_练习说明_: 从含"the dormer window"的那一行到含"(1251, 802)"的那一行，请把其中的"pile of snow"换成"mound of snow"后重写这些行，其余内容保持不变。

_所给材料_:
::::::::
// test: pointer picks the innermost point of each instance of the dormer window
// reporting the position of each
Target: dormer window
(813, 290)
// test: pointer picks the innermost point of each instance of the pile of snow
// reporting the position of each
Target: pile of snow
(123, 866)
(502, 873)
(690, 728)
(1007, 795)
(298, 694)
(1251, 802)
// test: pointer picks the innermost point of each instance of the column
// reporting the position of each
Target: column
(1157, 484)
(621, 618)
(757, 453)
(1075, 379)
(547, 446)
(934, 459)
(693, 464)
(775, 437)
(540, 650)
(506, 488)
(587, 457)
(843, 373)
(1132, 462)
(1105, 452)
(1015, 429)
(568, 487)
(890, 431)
::::::::
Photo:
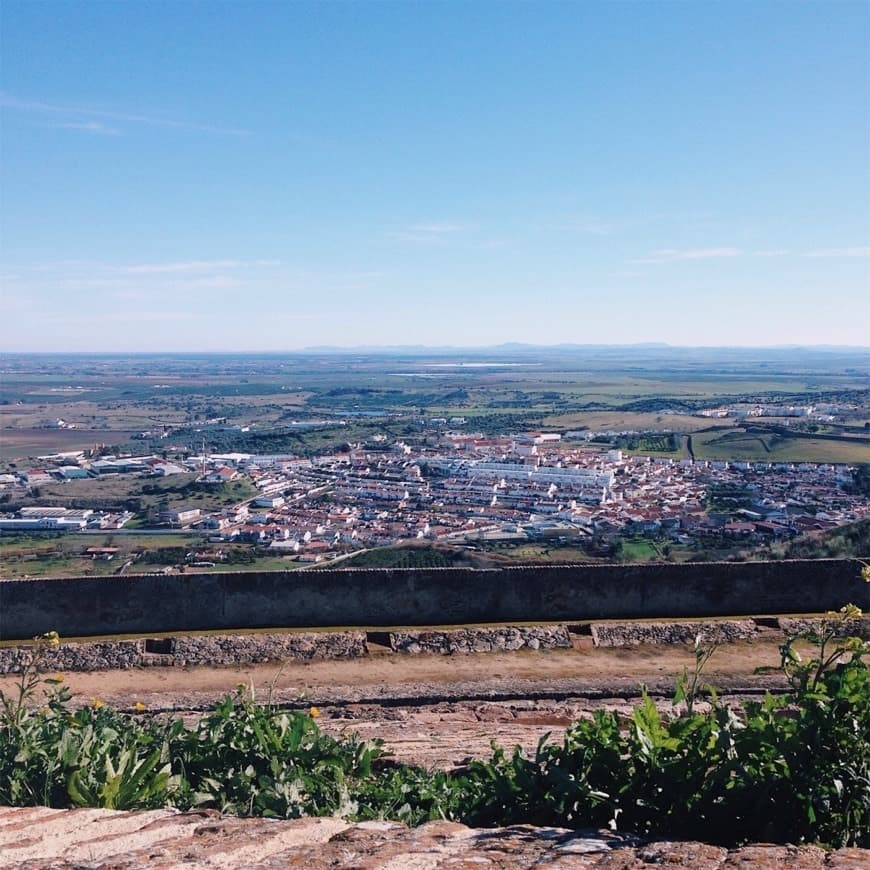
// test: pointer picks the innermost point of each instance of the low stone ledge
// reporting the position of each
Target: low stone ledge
::::::::
_本题解答_:
// test: pointer picks the innermost point of each instance of the dormer window
// reporting the position of each
Target: dormer window
(813, 290)
// test: pointer picks the innermost point of each instance of the mound of snow
// reporting the position of each
Target: mound of snow
(123, 866)
(502, 873)
(690, 728)
(1007, 795)
(298, 694)
(1251, 802)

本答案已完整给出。